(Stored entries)
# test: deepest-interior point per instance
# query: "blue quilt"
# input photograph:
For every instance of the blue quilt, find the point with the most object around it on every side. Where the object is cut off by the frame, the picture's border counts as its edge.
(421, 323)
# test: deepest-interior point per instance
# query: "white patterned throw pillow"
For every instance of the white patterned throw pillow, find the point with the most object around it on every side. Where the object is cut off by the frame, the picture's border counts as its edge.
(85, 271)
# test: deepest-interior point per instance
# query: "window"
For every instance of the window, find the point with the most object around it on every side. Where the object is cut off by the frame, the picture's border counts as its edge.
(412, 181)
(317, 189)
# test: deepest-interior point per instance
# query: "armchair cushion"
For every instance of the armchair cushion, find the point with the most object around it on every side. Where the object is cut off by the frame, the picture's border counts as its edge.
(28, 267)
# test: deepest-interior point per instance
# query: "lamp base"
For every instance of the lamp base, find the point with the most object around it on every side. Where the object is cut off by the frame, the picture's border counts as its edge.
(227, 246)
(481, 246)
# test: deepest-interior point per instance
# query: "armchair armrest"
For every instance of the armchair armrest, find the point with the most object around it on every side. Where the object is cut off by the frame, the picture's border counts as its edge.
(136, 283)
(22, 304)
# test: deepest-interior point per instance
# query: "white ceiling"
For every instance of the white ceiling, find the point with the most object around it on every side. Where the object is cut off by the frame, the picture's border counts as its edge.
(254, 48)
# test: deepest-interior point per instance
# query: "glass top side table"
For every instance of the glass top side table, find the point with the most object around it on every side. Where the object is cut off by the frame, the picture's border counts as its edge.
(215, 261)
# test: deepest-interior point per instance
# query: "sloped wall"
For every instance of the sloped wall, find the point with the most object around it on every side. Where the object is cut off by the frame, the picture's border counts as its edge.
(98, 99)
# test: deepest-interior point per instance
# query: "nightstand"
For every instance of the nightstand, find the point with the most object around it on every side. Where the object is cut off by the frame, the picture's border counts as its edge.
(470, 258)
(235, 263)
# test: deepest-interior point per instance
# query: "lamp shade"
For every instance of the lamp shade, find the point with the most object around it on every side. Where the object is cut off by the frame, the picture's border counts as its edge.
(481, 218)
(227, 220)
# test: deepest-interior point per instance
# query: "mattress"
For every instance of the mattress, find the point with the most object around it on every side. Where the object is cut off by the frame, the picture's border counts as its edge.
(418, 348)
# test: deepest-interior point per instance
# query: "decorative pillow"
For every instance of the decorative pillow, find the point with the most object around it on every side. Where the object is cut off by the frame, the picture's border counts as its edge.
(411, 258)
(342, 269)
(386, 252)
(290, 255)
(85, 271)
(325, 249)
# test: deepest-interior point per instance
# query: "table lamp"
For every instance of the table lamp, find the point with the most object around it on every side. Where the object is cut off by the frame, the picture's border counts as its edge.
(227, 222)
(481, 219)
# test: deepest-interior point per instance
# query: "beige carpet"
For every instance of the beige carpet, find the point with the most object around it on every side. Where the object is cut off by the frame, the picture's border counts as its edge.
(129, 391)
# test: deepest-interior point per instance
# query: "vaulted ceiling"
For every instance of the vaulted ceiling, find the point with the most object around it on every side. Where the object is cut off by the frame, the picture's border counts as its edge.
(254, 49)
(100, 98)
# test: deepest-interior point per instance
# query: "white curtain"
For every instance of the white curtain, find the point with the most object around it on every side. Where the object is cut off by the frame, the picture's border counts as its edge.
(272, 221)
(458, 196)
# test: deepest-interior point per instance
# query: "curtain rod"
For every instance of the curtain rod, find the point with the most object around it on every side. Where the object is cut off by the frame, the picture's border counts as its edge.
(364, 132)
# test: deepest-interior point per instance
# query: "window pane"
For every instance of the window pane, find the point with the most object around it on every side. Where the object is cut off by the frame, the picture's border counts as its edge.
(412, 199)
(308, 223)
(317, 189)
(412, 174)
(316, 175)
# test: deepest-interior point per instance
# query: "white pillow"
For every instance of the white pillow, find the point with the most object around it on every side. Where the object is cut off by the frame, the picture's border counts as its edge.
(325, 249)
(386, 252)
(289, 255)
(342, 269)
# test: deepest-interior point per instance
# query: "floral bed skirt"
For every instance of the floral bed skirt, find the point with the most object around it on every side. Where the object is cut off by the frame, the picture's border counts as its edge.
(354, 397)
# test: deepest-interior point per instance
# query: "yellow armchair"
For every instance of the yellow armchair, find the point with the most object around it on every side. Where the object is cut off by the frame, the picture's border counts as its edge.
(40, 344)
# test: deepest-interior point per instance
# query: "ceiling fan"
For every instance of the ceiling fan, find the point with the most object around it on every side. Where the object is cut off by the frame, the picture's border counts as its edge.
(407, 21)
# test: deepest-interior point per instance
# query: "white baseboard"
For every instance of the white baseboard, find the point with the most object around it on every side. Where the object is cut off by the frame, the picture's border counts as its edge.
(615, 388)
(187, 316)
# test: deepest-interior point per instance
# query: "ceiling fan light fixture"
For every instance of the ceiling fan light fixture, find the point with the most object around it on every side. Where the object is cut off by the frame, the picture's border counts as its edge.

▸ Work to be completed: All of the entries are to be set down again without alteration.

▸ Answer section:
# test: deepest-interior point per instance
# query: "blue quilt"
# input photograph:
For every instance of the blue quilt, find the point with the most object around it on every side. Where the object is cut off by the frame, the picture's border counts as its edge.
(421, 323)
# test: deepest-interior point per instance
# query: "white patterned throw pillow"
For every instance of the white patterned throw pillow, find the point with the most object around it on every side. Where the object is cut off by the frame, the picture's border counts as its edge.
(85, 271)
# test: deepest-interior point per instance
# query: "window"
For every instance of the window, find the point with the most object around it on every side. Where the object is cut off by the frame, the picture's border counts as its edge.
(412, 181)
(317, 189)
# test: deepest-interior point per instance
# query: "armchair cushion"
For every instance of the armchair cushion, find the point with the most object around it on every side. Where the object is cut off by the frame, the picture's border counts as its edge.
(28, 267)
# test: deepest-interior point per instance
# query: "lamp base"
For every instance of the lamp base, find the point with the most object around it on every side. Where the object is cut off by the frame, the picture's border counts as its edge.
(227, 246)
(481, 246)
# test: deepest-interior point per instance
# query: "armchair armrest"
For every instance of the armchair armrest, find the point with the most object around it on every side. Where the object is cut off by the frame, the picture's border counts as its edge.
(136, 283)
(22, 304)
# test: deepest-interior point per instance
# query: "white ceiling"
For every instance of the white ceiling, find the point with the most object around it on every side. Where the object is cut off by the frame, the picture's border counts as its edge.
(254, 48)
# test: deepest-interior point per instance
# query: "glass top side table"
For every instance of the glass top side table, find the point with the most object around it on every side. Where the object is cut off by the frame, the picture's border counts as its edge.
(215, 261)
# test: deepest-interior point per instance
# query: "sloped wall"
For every instance of the sloped wall, find the point with the most object around it on every side. Where the object is cut off by the frame, the picture's border counts as its edge.
(98, 99)
# test: deepest-interior point per instance
# query: "nightstand"
For every instance of the nightstand, find the point with the most object around it on every side. Where the object is cut off by the frame, the picture's border counts as its edge.
(470, 258)
(235, 263)
# test: deepest-interior point per instance
# query: "lamp shade"
For every instance of the lamp shade, find the point with the most object around it on every side. Where the object is cut off by the frame, the picture's border counts as its edge.
(481, 218)
(227, 220)
# test: deepest-interior point per instance
# query: "mattress"
For every instance of the mattress, find the point with the most object around it on every side. Where the object is cut off by the frame, the picture's border counts as its edge.
(418, 348)
# test: deepest-interior point per instance
# query: "decorative pillow"
For every instance of the decorative pillow, find the point with the most object around it on every side. Where the object is cut off by the frame, the picture's border counts as its edge.
(411, 258)
(342, 269)
(386, 252)
(290, 255)
(85, 271)
(325, 249)
# test: deepest-interior point per instance
# query: "table lamp"
For every instance of the table lamp, find the point with the most object around it on every side. Where the object is cut off by the frame, the picture's border counts as its edge.
(227, 222)
(481, 219)
# test: deepest-interior point per instance
# query: "beige carpet"
For every instance of the beige carpet, find the point with the most object around it on every side. Where the object is cut off by the frame, the picture's border counts as its edge.
(129, 391)
# test: deepest-interior point per instance
# query: "vaulted ceiling"
For every instance of the vaulted ceiling, find the point with the most object around it on every side. Where the object is cut off by the frame, the picture's border counts as its edge.
(254, 49)
(100, 98)
# test: deepest-interior point per instance
# query: "white curtain"
For every instance of the white curtain, find the point with the most object around it on every side. Where the object is cut off by the frame, the picture's border counts as its edge.
(272, 221)
(458, 196)
# test: deepest-interior point per instance
# query: "curtain rod"
For every instance of the curtain rod, find the point with the most object around it on every side. Where the object is cut off by the frame, the picture's border counts as its edge.
(364, 132)
# test: deepest-interior point per instance
# query: "window pane"
For every instance of the window pane, find the point with the most object around it on every side. Where the object is cut off by the frame, the picture's border counts as its edge.
(412, 199)
(308, 223)
(317, 189)
(412, 174)
(316, 175)
# test: deepest-interior point per instance
# query: "white pillow"
For every instance of the white pillow, find the point with the most object around it on every side. Where the object is cut off by the frame, the picture's border counts as its edge.
(325, 249)
(386, 252)
(289, 255)
(342, 269)
# test: deepest-interior point per instance
# query: "floral bed skirt"
For every instance of the floral bed skirt, find the point with the most object around it on every side. Where the object is cut off by the frame, the picture's border counts as its edge.
(354, 397)
# test: deepest-interior point per instance
# query: "yellow armchair"
For every instance of the yellow armchair, find the point with the most object around it on every side. Where the object is cut off by the frame, the picture's border counts as its edge.
(40, 344)
# test: deepest-interior point per instance
# query: "ceiling fan"
For every instance of the ceiling fan, find the point with the most object around it on every side. Where the object is cut off by the frame, the picture's border counts as its edge.
(407, 21)
# test: deepest-interior point per instance
# query: "white baseboard"
For every instance of the white baseboard, find the point with the most object around it on every side. Where the object is cut off by the frame, the picture's border counts as its edge.
(615, 388)
(187, 316)
# test: deepest-interior point per instance
# query: "ceiling fan light fixture"
For every instance of the ceiling fan light fixture, find the point with the most object around it on every side. Where the object is cut off by the frame, the picture's border counts as its edge.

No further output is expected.